> _GIVEN INSTRUCTION_: State how many lines in the entries below contain the word "chrome". Give only the number.

[Entries from a dataset]
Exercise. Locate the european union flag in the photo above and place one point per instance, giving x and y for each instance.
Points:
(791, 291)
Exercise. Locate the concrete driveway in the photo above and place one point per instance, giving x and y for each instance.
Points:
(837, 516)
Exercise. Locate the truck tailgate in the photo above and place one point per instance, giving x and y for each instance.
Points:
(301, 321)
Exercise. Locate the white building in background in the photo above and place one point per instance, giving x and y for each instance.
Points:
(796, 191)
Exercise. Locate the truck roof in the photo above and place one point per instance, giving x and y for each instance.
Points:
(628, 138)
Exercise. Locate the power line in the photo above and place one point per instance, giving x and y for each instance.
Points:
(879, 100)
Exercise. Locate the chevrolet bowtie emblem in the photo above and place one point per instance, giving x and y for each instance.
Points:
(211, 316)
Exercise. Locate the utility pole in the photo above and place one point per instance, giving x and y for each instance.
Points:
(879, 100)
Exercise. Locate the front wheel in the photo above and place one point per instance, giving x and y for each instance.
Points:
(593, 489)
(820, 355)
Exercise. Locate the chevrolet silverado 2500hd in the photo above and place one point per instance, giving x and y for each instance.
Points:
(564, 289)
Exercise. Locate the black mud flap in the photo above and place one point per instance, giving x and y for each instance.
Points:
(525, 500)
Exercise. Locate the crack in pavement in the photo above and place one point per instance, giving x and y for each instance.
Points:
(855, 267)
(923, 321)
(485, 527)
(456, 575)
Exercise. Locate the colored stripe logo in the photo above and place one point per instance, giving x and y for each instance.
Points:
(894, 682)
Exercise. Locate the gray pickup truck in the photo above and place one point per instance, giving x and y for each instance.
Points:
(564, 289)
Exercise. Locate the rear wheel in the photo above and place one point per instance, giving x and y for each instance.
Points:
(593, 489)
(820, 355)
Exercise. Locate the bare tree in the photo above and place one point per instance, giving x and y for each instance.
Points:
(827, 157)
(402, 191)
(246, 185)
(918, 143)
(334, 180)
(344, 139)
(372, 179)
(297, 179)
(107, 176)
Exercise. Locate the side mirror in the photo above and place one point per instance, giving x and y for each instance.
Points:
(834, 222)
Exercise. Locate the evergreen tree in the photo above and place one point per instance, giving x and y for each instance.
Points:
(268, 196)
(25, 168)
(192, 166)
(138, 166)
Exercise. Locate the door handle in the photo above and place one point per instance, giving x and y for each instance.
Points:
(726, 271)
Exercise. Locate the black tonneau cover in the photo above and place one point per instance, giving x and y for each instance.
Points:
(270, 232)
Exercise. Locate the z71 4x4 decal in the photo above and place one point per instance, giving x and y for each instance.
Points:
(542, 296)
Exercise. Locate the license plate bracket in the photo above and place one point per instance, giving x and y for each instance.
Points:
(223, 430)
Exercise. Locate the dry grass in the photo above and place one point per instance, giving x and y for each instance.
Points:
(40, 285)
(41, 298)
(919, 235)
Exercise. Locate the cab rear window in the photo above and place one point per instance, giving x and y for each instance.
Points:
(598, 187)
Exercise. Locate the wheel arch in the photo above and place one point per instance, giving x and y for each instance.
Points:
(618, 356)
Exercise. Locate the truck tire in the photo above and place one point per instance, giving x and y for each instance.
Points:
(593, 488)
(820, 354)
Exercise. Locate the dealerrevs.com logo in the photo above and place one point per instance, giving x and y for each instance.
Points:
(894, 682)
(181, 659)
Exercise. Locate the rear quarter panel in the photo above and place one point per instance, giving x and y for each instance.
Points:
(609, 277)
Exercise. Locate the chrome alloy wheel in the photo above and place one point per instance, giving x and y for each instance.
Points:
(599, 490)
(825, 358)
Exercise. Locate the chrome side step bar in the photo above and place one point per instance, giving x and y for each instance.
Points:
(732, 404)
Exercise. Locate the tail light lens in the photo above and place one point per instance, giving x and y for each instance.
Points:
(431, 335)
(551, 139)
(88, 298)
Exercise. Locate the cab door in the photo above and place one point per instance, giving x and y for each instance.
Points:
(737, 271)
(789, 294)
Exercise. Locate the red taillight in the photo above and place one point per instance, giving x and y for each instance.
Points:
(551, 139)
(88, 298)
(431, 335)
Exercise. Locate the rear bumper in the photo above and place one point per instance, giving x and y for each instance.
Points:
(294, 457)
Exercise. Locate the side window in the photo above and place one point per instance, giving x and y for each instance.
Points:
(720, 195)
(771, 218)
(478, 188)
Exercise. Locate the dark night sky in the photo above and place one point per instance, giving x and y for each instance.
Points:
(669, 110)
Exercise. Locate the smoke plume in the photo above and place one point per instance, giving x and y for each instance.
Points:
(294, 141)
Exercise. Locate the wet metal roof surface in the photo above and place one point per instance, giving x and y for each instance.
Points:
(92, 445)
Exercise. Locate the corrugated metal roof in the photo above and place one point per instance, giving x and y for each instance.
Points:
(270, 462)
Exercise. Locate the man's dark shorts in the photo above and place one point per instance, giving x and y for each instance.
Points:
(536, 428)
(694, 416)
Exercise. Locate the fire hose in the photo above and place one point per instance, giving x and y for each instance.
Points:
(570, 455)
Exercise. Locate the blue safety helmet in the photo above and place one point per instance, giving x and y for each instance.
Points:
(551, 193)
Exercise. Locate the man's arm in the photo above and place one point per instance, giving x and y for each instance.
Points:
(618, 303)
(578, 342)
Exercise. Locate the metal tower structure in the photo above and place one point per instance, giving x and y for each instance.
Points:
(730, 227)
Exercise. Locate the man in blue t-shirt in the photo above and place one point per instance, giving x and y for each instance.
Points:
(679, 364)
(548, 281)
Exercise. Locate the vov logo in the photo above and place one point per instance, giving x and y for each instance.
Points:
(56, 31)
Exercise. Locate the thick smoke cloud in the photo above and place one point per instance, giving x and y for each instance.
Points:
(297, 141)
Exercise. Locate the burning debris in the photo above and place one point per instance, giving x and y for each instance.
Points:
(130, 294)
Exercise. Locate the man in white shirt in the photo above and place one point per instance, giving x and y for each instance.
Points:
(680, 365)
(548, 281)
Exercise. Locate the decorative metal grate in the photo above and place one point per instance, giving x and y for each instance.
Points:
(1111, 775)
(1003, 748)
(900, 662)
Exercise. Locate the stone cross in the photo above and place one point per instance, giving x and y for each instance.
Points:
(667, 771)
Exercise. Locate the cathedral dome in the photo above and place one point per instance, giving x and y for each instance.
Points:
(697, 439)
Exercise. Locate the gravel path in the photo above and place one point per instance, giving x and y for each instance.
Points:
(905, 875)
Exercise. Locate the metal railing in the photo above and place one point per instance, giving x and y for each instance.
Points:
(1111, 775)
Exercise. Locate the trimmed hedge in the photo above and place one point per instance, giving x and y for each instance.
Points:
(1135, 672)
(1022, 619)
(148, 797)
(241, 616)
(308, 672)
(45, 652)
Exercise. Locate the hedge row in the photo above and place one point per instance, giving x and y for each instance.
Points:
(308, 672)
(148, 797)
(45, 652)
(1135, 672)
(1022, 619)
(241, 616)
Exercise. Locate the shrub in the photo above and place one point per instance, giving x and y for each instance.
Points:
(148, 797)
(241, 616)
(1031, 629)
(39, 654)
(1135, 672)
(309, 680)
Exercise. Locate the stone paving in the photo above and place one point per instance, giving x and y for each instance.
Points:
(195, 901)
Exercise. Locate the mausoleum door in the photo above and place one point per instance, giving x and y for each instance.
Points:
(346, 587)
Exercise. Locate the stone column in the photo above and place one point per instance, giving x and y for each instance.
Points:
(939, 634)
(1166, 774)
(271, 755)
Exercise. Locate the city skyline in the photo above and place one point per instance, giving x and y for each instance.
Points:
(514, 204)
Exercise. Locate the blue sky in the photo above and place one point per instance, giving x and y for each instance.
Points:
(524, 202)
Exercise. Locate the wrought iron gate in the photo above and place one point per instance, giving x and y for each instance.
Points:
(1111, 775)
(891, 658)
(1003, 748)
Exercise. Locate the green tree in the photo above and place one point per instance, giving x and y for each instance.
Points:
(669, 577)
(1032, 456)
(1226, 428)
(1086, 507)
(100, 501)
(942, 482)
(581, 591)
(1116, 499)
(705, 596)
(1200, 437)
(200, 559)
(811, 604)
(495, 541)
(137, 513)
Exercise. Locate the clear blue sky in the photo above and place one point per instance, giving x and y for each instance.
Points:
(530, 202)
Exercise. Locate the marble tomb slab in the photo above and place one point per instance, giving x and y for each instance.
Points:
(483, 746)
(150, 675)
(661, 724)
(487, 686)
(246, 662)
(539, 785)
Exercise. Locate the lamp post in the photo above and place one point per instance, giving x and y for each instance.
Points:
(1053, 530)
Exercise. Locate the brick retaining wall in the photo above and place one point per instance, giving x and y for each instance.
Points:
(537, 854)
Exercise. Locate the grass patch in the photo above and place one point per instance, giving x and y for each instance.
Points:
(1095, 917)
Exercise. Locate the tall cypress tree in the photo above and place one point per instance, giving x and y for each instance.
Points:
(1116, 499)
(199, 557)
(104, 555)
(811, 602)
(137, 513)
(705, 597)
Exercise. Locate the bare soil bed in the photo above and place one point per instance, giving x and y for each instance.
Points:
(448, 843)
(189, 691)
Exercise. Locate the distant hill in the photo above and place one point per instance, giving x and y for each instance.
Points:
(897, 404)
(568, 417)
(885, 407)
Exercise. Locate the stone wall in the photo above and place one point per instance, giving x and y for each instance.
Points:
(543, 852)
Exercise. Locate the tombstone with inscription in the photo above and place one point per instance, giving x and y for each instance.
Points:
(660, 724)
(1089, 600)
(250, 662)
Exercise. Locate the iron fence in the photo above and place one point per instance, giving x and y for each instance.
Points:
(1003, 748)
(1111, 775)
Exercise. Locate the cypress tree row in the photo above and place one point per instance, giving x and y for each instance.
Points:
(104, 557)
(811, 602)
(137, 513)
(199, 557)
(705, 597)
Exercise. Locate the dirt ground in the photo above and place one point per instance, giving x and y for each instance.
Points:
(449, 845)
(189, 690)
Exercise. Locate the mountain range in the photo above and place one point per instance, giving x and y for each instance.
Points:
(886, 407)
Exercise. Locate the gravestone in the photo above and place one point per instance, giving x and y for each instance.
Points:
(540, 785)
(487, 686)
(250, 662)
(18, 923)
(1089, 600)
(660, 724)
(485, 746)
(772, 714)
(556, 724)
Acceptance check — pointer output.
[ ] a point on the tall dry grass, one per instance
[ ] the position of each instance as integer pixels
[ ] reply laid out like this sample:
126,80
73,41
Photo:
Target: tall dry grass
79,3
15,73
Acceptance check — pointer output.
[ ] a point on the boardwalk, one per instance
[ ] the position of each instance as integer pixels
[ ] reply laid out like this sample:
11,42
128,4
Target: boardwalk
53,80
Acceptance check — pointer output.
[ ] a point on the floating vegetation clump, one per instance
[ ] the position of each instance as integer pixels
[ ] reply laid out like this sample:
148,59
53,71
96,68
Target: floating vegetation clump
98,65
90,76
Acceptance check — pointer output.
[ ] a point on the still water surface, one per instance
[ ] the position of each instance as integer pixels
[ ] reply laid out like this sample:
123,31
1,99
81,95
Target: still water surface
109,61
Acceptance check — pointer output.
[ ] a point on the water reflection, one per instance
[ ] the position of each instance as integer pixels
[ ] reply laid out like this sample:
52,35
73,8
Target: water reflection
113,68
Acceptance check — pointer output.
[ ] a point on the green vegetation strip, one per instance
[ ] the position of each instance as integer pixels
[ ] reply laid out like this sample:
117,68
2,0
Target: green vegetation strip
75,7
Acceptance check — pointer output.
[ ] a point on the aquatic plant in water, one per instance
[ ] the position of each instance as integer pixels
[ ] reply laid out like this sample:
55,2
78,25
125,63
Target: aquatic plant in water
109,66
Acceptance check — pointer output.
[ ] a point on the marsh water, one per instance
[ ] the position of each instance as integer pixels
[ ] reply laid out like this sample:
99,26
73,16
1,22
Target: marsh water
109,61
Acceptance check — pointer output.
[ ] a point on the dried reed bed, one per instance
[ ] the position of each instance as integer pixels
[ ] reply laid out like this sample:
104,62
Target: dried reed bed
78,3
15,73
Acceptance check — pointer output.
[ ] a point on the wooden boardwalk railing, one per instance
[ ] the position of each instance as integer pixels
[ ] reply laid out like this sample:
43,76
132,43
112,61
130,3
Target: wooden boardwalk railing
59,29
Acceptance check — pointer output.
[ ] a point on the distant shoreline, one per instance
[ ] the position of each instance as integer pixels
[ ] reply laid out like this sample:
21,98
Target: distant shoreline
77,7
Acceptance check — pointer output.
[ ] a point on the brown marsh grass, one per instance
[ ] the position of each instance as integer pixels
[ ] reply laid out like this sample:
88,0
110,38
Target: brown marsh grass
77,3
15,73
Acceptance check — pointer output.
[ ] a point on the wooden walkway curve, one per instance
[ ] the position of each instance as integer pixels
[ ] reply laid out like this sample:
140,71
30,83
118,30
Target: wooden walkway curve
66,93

> _REPLY TO THE TASK_: 2